**Problem to solve**
Return the material unaltered, line by line.

**Extracted entries**
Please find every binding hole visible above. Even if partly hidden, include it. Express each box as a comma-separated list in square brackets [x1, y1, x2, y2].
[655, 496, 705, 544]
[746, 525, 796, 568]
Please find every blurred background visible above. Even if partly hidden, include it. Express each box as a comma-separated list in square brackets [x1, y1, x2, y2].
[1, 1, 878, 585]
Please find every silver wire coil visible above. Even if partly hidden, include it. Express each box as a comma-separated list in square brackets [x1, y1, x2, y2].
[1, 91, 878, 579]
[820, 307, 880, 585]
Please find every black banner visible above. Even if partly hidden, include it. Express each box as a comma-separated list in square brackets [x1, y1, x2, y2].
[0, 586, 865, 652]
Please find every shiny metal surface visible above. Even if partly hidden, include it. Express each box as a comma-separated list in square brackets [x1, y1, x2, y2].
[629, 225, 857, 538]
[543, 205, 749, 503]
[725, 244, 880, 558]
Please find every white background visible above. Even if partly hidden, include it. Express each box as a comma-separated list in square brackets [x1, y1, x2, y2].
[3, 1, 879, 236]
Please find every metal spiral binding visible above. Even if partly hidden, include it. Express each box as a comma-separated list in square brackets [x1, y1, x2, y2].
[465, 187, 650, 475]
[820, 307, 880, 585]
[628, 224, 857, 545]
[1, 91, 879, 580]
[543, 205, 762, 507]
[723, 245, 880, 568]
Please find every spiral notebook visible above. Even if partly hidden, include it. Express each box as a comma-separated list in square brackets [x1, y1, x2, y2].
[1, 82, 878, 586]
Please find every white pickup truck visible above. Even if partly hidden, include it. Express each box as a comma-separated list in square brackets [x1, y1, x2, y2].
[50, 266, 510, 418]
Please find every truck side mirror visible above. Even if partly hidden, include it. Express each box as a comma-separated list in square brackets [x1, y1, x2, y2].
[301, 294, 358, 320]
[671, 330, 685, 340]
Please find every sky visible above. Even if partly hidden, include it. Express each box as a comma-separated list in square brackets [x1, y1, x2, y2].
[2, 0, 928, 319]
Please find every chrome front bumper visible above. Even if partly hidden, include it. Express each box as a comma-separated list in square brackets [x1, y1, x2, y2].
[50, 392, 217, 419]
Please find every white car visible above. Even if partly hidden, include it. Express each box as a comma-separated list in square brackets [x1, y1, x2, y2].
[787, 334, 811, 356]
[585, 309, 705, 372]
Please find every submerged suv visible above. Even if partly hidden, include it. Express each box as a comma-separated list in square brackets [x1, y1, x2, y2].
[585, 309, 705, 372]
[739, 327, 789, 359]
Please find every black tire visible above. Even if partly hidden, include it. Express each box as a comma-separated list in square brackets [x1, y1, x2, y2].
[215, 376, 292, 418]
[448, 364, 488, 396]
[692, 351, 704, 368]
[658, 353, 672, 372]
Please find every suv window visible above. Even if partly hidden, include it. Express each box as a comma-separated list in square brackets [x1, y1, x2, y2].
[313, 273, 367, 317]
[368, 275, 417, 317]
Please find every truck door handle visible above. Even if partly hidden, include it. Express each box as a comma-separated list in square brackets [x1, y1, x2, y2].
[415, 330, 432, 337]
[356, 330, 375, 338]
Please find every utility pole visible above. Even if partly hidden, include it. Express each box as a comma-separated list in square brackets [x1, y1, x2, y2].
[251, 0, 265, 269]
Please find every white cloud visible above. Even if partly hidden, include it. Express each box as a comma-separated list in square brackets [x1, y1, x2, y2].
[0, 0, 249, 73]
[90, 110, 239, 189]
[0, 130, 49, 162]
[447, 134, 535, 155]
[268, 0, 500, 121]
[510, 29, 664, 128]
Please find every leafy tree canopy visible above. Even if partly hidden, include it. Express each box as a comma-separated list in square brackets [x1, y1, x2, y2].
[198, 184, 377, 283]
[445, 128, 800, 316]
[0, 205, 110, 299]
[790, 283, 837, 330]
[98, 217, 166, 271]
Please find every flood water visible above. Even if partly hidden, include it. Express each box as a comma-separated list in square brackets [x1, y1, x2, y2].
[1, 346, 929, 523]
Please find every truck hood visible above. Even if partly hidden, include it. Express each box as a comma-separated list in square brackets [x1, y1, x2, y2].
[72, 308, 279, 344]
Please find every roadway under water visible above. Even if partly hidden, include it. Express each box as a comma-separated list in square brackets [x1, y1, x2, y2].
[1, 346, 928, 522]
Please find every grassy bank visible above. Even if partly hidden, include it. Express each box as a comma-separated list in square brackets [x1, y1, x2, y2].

**Output for this task**
Please find every binding hole visible above. Even if partly hidden, include it. Express each box as a comma-separated list in square brackets [x1, y1, x2, y2].
[655, 496, 705, 544]
[746, 525, 796, 568]
Please find every blurred background visible above. Even if partly hidden, include it. Express each box as a comma-separated list in square brackets [x1, y1, x2, y2].
[1, 1, 878, 585]
Please find every silver wire coil visible above. Even if partly hidden, include it. Express each box as a comma-separated list in square brackets [x1, y1, x2, y2].
[1, 91, 878, 579]
[820, 307, 880, 585]
Please find every black banner visible above. Even if partly hidden, include it. Express each box as a comma-separated list in square brackets [x1, y1, x2, y2].
[0, 586, 865, 652]
Please find every shiny metal surface visible above. Even if partly hidden, include it. Express each box as a comma-separated list in square brackets [x1, y1, x2, y2].
[629, 225, 857, 538]
[543, 205, 749, 503]
[725, 244, 880, 558]
Please find every white background visible above. Even if partly hidden, include it. Express each box as a comma-separated list in square brackets [x1, y1, x2, y2].
[3, 1, 879, 236]
Please find every metal spiral binding visible above. Even if partly hidden, include it. Express each box as a comma-separated list in square brackets [x1, y1, x2, y2].
[465, 187, 650, 475]
[820, 307, 880, 585]
[628, 224, 857, 545]
[1, 91, 879, 580]
[543, 205, 762, 507]
[723, 245, 880, 568]
Please find every spiral notebook visible above. Even if partly hidden, include it. Express each box as a comma-separated list in square brackets [x1, y1, x2, y2].
[1, 82, 878, 586]
Please find every white pickup truck visible above. Even if partly hidden, include it. Express each box as a comma-separated list in square brackets [x1, y1, x2, y2].
[50, 266, 510, 418]
Please find every truck side mirror visible above. Even if partly hidden, include it. Express each box as a comma-separated list in square brackets [x1, y1, x2, y2].
[301, 294, 358, 320]
[671, 330, 685, 340]
Please find every sky visible above. Even if partly hidden, include it. Express each box as a comma-separated list in square brackets [x1, y1, x2, y2].
[2, 0, 928, 319]
Please find every chrome front bumper visible above. Even if partly hidden, include it. Express each box as a comma-separated list in square brackets [x1, y1, x2, y2].
[50, 392, 217, 419]
Please find every white car visible above. Even if partly hidden, include it. Express each box as a comma-separated list in square brackets [x1, y1, x2, y2].
[787, 334, 811, 356]
[585, 309, 705, 372]
Please find every submerged suv visible above. Even if partly hidden, include it. Express each box as a comma-separated list in square brackets [x1, y1, x2, y2].
[585, 309, 705, 372]
[739, 327, 789, 359]
Please find every black tire visible above. Even if partly hidden, include it. Express each box as a comma-separated list in square brackets [x1, y1, x2, y2].
[215, 376, 292, 418]
[448, 364, 488, 396]
[692, 351, 704, 368]
[658, 353, 672, 372]
Please find every suv window visible above. Even if partly hidden, include it. Express each box as a comma-separated list in square brackets [x1, y1, x2, y2].
[313, 273, 367, 317]
[368, 275, 417, 317]
Please find every truck door handle visible above. Even if partly hidden, include it. Express each box as a comma-separated list in square brackets [x1, y1, x2, y2].
[415, 330, 432, 337]
[356, 330, 375, 338]
Please find every utility pole visible above. Even if partly hidden, include it. Express each box as a comma-separated list in square brackets [x1, y1, x2, y2].
[251, 0, 265, 269]
Please find every white cloud visible above. Even if partly hidden, include it. Express each box as a comma-separated list in square brackets [x1, y1, x2, y2].
[0, 0, 249, 73]
[90, 110, 239, 189]
[0, 130, 49, 162]
[447, 134, 535, 155]
[268, 0, 500, 121]
[510, 29, 664, 128]
Please find every leafy tree canopy visible above. Even if partly hidden, include it. Express each box as a comma-separated list in square brackets [x1, y1, x2, y2].
[198, 184, 377, 283]
[445, 128, 800, 316]
[0, 205, 110, 299]
[790, 283, 837, 330]
[98, 217, 166, 271]
Please find every flood water visible above. Even if partly hidden, include it. Express each box as a comma-separated list in square brackets [x1, y1, x2, y2].
[1, 346, 929, 523]
Please find every truck hood visible above. Even if partly hidden, include it. Express each box as a comma-separated list in square brackets [x1, y1, x2, y2].
[72, 308, 279, 344]
Please find every roadway under water visible above. Even if partly hidden, include it. Express each box as a comma-separated list in square brackets [x1, y1, x2, y2].
[1, 346, 928, 522]
Please find every grassy bank visible above. Even if partly hidden, include it. Express each box as a comma-separated list in square brackets [x1, y1, x2, y2].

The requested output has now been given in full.